## EXERCISE PROMPT
All of the entries below need repeating exactly, apart from their images.

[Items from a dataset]
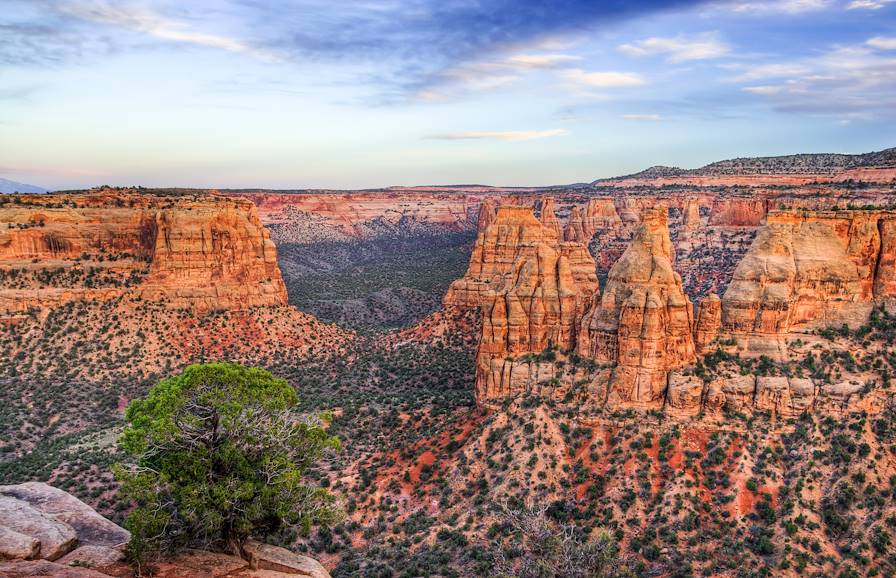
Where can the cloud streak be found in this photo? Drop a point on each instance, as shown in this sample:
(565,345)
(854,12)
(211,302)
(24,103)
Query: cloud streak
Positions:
(511,135)
(603,79)
(679,48)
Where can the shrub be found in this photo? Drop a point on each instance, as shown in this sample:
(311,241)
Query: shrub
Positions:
(219,456)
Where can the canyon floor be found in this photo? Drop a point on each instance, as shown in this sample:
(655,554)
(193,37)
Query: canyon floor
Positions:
(370,322)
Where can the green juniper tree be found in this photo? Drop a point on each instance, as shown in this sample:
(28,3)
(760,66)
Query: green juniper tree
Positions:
(219,457)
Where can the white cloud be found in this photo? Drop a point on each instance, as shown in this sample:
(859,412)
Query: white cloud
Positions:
(157,26)
(511,135)
(773,70)
(603,79)
(764,89)
(780,6)
(883,42)
(643,117)
(530,61)
(868,4)
(679,48)
(846,81)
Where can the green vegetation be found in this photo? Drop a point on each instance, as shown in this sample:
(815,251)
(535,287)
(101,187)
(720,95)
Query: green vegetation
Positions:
(220,456)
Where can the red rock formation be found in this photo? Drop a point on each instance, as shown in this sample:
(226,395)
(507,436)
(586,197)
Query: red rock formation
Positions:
(197,252)
(885,270)
(486,214)
(709,320)
(643,321)
(690,219)
(212,257)
(548,216)
(600,213)
(806,269)
(575,228)
(532,289)
(737,212)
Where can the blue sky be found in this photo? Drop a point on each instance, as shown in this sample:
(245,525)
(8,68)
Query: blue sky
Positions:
(351,94)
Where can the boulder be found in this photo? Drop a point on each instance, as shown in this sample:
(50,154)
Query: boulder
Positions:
(92,556)
(56,538)
(46,569)
(266,557)
(91,528)
(16,546)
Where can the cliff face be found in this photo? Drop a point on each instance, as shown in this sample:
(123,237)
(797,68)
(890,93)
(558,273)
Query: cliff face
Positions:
(810,268)
(737,212)
(187,252)
(531,288)
(213,257)
(643,322)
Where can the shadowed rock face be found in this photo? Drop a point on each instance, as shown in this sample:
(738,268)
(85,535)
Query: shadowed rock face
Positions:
(810,268)
(643,322)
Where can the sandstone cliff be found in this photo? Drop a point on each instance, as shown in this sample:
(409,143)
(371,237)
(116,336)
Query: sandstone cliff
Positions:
(532,289)
(809,269)
(643,322)
(190,252)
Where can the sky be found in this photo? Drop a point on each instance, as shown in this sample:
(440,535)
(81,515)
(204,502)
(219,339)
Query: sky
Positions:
(371,93)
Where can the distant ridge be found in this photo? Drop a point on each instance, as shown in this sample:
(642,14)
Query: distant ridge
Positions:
(7,186)
(799,164)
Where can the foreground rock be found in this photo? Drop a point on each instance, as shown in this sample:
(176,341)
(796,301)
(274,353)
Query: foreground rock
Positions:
(73,541)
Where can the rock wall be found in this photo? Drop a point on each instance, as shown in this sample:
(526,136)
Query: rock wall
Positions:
(807,269)
(643,321)
(197,252)
(532,289)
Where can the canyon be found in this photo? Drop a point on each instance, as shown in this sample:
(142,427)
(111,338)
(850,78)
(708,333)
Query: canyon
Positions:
(701,367)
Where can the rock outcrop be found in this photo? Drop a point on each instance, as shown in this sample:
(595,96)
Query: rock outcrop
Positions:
(575,228)
(737,212)
(57,521)
(808,269)
(532,289)
(643,321)
(600,213)
(548,216)
(194,252)
(48,533)
(709,321)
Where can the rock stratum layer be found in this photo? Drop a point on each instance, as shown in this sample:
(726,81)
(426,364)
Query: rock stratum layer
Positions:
(548,329)
(532,289)
(199,253)
(643,321)
(807,270)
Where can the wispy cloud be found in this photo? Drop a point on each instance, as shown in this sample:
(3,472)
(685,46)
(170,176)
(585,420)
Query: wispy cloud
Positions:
(678,48)
(602,79)
(845,81)
(868,4)
(511,135)
(883,42)
(643,117)
(145,22)
(778,6)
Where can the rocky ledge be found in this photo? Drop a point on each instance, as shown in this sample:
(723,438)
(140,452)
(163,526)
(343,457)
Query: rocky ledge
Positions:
(48,533)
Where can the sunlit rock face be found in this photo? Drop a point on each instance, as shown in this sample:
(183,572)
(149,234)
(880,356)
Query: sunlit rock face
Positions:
(643,321)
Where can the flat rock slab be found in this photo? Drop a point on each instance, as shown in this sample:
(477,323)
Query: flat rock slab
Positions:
(92,528)
(266,557)
(56,538)
(45,569)
(92,556)
(16,546)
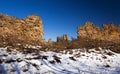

## ANSWER TO THIS TASK
Where can the cloud streak be found in this photo? Drop a point on each instance, as shown in this sample:
(565,345)
(854,12)
(211,302)
(24,103)
Query: cloud streak
Positions:
(511,135)
(603,79)
(679,48)
Where can the shrub be found in this photo? Drop a point on each instance, as shown in this sample:
(311,241)
Query: shrub
Positions:
(219,456)
Where can the canyon floor be found in this photo? Drop a point on each instance, as shown in this sample:
(655,554)
(193,37)
Query: canyon floor
Positions:
(370,322)
Where can the green juniper tree be found in this photo? Drop a point on each instance, as shown in this sample:
(28,3)
(760,66)
Query: green juniper tree
Positions:
(219,457)
Where can the white cloud be found in this photo? Drop a point on each instance, as shown in this sample:
(859,412)
Query: white cloud
Positions:
(157,26)
(511,135)
(773,70)
(603,79)
(764,89)
(780,6)
(883,42)
(643,117)
(530,61)
(868,4)
(679,48)
(846,81)
Where can the green vegetation be found in this photo? Drop a point on each instance, as shown in this sample:
(815,251)
(535,287)
(101,187)
(720,95)
Query: green vegetation
Positions:
(220,456)
Where can the red rock formation be found in this photo? Drop a point on each instance, as shown in this sample:
(226,395)
(507,436)
(586,197)
Query: red rock formation
Positions:
(197,252)
(885,270)
(486,214)
(709,320)
(643,321)
(690,219)
(212,257)
(548,216)
(600,213)
(806,269)
(575,228)
(532,289)
(737,212)
Where can the blue sky be found in this photo? Drop a point on each instance, as shown in this sample:
(245,525)
(8,68)
Query: blue sky
Positions:
(351,94)
Where can the boulder be found in this photo? Drop a point on each instance, as shown in this sample:
(50,154)
Query: boulder
Positions:
(92,556)
(56,538)
(46,569)
(266,557)
(91,528)
(16,546)
Where can the cliff face be found in this photo? Drop a point on each instance, as shown in this sample:
(123,237)
(797,68)
(890,93)
(558,273)
Query: cliff face
Positions:
(810,268)
(737,212)
(187,252)
(531,288)
(213,257)
(643,322)
Where can the shadowed rock face be found in this photo? Drop a point on each instance, as shown in this sample:
(738,268)
(85,535)
Query: shadowed rock face
Positions:
(810,268)
(643,322)
Where can the sandstone cliff be found in this photo? Drop a point on each instance, as shown in this sample:
(409,143)
(371,237)
(116,336)
Query: sandstone cliff
Positions:
(532,289)
(809,269)
(643,322)
(190,252)
Where can the sky be found in this photo? Drop a point on each instance, as shown in this sample:
(440,535)
(81,515)
(204,502)
(219,339)
Query: sky
Positions:
(371,93)
Where can the distant ridge be found in this photo? Drop a point on each instance, as shown in this sample:
(642,14)
Query: distant ridge
Positions:
(7,186)
(799,164)
Where can the foreground rock be found in this photo? Drop a point on each instance, as shown in this sample:
(176,341)
(796,301)
(274,353)
Query: foreground rock
Positions:
(73,541)
Where can the rock wall be found in this photo? Drop a point on each instance, as shown in this sample:
(526,136)
Query: rock wall
Positions:
(807,269)
(643,321)
(197,252)
(532,289)
Where can the canyon be found in this photo? Drop a point on each instance, as shown in this sample:
(142,427)
(111,338)
(850,78)
(708,333)
Query: canyon
Positions:
(701,367)
Where can the rock outcrop be found in this photo? Drop a point on each instance, as shown in this sample:
(595,96)
Query: rock outcrop
Positions:
(575,228)
(737,212)
(57,521)
(808,269)
(532,289)
(643,321)
(600,213)
(548,216)
(194,252)
(48,533)
(709,321)
Where can the rock stratum layer be found in this photo? Drop a point on each instance, as shown in this sample:
(726,81)
(426,364)
Query: rock stratum layer
Positions:
(548,329)
(532,289)
(199,253)
(643,321)
(807,270)
Where can the wispy cloud be found in this photo? Drop a point on each instance, as shown in this sample:
(3,472)
(685,46)
(170,176)
(585,420)
Query: wispy cloud
Positions:
(678,48)
(602,79)
(845,81)
(868,4)
(511,135)
(883,42)
(643,117)
(145,22)
(778,6)
Where can the rocky ledge be found in this photo? Drop a point on each instance, as shown in this sample:
(723,438)
(140,452)
(163,526)
(343,457)
Query: rocky ledge
Positions:
(48,533)
Where can the sunlit rock face be found in this photo? Drop a point on each instance, as shown in this sample:
(183,572)
(149,234)
(880,356)
Query: sunlit rock face
Positions:
(643,321)
Where can the flat rock slab be found in this photo? Drop a point on each instance, as shown in this sample:
(477,323)
Query: flat rock slab
Positions:
(92,528)
(266,557)
(56,538)
(45,569)
(92,556)
(16,546)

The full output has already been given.